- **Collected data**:
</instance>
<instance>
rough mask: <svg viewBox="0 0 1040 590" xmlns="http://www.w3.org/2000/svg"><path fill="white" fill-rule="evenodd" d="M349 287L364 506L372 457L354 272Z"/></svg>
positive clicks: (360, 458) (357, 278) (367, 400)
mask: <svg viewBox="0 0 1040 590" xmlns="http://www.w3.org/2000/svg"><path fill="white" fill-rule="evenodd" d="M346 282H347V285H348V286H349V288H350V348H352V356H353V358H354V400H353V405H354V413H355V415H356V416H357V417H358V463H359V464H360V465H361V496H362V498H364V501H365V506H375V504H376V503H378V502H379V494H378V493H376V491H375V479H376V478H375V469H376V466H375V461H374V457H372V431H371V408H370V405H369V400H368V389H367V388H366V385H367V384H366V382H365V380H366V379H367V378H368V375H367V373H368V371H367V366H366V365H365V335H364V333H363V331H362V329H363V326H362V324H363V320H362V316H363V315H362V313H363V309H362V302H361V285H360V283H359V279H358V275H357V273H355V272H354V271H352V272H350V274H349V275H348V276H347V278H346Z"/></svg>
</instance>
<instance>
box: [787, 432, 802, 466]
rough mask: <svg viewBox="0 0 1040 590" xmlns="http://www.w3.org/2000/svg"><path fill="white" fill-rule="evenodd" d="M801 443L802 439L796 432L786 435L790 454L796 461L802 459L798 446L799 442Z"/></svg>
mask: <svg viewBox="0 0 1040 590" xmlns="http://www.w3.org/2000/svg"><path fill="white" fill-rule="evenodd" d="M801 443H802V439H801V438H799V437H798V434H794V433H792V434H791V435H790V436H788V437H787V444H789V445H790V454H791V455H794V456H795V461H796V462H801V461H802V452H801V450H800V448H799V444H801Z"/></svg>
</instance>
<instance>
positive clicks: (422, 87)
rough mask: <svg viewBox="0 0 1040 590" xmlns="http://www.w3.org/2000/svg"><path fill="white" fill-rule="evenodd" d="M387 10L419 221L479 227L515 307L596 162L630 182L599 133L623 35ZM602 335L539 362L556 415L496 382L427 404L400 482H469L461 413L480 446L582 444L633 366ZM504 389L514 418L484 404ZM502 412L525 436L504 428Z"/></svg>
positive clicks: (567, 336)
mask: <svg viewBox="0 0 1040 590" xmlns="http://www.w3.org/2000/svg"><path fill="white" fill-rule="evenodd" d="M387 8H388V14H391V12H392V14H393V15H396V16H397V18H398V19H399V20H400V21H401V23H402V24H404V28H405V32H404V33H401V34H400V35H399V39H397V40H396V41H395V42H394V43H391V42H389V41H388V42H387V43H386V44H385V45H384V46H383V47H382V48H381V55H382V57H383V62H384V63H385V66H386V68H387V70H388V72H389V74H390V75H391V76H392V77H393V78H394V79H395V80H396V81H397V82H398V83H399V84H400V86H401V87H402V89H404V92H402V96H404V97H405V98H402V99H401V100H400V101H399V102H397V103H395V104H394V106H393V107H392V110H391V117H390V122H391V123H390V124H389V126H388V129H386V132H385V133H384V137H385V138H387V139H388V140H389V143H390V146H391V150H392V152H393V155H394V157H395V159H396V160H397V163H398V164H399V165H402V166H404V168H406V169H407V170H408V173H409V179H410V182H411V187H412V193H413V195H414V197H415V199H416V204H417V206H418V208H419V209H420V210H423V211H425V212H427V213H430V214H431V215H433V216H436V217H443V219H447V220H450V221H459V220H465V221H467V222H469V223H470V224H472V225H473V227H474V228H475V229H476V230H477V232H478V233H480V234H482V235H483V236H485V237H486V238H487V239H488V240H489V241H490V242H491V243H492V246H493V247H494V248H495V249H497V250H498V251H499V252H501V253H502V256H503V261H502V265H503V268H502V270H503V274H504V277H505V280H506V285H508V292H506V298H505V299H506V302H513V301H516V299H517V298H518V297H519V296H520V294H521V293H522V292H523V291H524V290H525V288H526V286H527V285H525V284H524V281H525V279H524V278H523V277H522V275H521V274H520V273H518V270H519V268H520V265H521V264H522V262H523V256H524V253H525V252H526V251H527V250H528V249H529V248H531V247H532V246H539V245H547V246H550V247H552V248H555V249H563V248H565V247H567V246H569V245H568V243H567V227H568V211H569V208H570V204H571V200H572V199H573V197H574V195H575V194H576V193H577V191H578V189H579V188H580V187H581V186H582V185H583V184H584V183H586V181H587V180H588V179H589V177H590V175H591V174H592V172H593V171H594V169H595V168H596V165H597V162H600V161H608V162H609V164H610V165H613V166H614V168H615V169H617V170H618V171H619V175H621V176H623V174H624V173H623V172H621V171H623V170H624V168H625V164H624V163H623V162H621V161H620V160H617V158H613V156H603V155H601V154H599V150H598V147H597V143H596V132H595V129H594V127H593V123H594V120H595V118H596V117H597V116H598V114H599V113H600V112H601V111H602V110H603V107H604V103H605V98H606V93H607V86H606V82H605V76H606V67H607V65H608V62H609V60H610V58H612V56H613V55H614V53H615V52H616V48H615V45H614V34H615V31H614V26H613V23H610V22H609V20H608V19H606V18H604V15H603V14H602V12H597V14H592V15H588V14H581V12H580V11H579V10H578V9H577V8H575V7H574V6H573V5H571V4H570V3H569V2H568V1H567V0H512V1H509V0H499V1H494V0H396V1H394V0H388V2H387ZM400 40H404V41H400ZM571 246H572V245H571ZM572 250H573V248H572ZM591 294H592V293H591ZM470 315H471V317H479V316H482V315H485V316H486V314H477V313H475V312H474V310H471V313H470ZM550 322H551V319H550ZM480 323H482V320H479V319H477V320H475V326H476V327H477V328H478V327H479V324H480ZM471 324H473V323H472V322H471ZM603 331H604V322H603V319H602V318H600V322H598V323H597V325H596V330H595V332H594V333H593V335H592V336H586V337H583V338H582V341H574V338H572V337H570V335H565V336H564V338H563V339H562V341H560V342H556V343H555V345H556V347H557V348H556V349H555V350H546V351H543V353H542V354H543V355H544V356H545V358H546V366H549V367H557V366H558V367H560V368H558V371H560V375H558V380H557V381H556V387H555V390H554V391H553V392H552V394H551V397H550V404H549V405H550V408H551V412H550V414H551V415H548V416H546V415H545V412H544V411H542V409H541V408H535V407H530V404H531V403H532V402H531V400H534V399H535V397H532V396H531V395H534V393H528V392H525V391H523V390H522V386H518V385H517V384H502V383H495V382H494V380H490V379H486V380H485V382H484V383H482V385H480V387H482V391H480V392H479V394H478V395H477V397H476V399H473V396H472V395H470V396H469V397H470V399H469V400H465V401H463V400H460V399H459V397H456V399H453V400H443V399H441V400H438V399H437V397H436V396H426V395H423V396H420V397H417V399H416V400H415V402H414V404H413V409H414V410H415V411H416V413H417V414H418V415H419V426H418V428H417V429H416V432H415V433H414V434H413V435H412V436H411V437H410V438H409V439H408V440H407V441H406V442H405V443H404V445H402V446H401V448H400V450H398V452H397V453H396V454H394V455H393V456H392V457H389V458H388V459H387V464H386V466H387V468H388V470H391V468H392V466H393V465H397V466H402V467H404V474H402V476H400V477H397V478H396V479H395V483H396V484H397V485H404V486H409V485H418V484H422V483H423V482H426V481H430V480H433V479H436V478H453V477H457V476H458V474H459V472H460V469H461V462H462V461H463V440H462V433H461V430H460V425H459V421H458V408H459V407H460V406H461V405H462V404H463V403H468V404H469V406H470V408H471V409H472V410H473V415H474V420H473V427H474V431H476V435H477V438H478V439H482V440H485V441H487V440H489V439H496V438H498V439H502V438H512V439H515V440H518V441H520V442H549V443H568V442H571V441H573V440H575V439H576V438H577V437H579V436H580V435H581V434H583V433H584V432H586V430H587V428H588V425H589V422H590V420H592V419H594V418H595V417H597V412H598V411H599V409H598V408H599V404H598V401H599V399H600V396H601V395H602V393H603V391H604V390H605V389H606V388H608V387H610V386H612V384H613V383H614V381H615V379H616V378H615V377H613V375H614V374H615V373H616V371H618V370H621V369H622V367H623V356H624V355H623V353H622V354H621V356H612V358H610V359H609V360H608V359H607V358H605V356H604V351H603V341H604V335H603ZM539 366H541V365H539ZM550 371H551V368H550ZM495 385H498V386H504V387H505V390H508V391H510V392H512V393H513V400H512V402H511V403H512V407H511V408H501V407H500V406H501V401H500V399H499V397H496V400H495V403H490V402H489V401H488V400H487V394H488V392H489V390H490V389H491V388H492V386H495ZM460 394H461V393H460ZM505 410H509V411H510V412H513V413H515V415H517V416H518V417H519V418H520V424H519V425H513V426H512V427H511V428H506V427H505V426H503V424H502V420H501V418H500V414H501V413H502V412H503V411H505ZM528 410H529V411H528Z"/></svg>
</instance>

- **Exercise description**:
Copy out word for word everything from the very start of the material down to the line containing "positive clicks: (360, 458)", with that line included.

- **Your response**:
</instance>
<instance>
rough mask: <svg viewBox="0 0 1040 590" xmlns="http://www.w3.org/2000/svg"><path fill="white" fill-rule="evenodd" d="M349 287L364 506L372 457L354 272Z"/></svg>
positive clicks: (360, 458) (357, 278) (367, 400)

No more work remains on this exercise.